== EXTRACT ==
────────────────────────────────────────

We descended over Kingstown and curved around onto finals, the runway upslope becoming more apparent by the moment. Apart from some extra power at the last stage of final, the landing was a walk in the park. We took a cab into Kingstown, being offered the full tour by the taxi driver. We explained that we had a full day ahead of us, off the island and we couldn't really go for that. He was quite persistent but we had to fix our time in Kingstown at one hour and no more, enough to visit the churches there (very odd architecture, believe me) and take in the main drag through town. Our ride reappeared on schedule and we took a somewhat circuitous route back to the airport where Peter had remained, chatting to various people and making friends, the only way to really get on in business in the Caribbean or elsewhere.

────────────────────────────────────────

== GIVEN INFORMATION ==
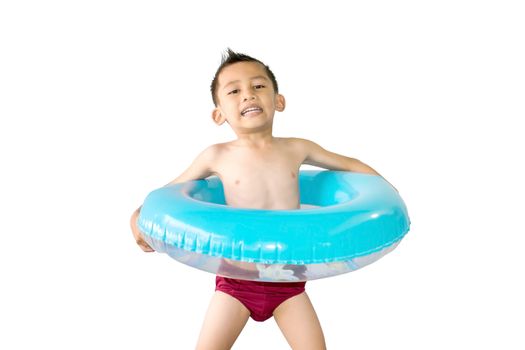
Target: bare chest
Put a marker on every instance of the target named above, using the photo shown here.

────────────────────────────────────────

== DIRECTIONS ==
Continue the account of the Kingstown stopover from its last sentence, picking up after the return to the airport where Peter had stayed.

== ANSWER TO THIS TASK ==
We departed ET Joshua downhill and downwind on runway 25, a very long takeoff run with a 30 knot tailwind, the wheels were probably very relieved to stop spinning I should imagine! It was quite an odd feeling to have such a high groundspeed and to lift off and be flying level with the ground falling away as though we were climbing. Eventually it occurred to me that in fact we could manage a better climb angle and we went up to about 2500 feet en-route to Bequia (pronounced "beckwee"). The airport at Bequia had been extensively modernised, considering that it was such a small place, it had the aura of being a lot bigger, and the runway was actually clear of most of the high ground on the island, which made a change. However a tall rocky spine about 500 feet high extended across the extended centreline for runway 12 and made another curvy approach a necessity, although in this case it wasn't particularly challenging., at least compared with Dominica earlier in the week. The shortish runway wasn't a great problem despite our 80-knot approach. I felt I was getting the hang of all this after all.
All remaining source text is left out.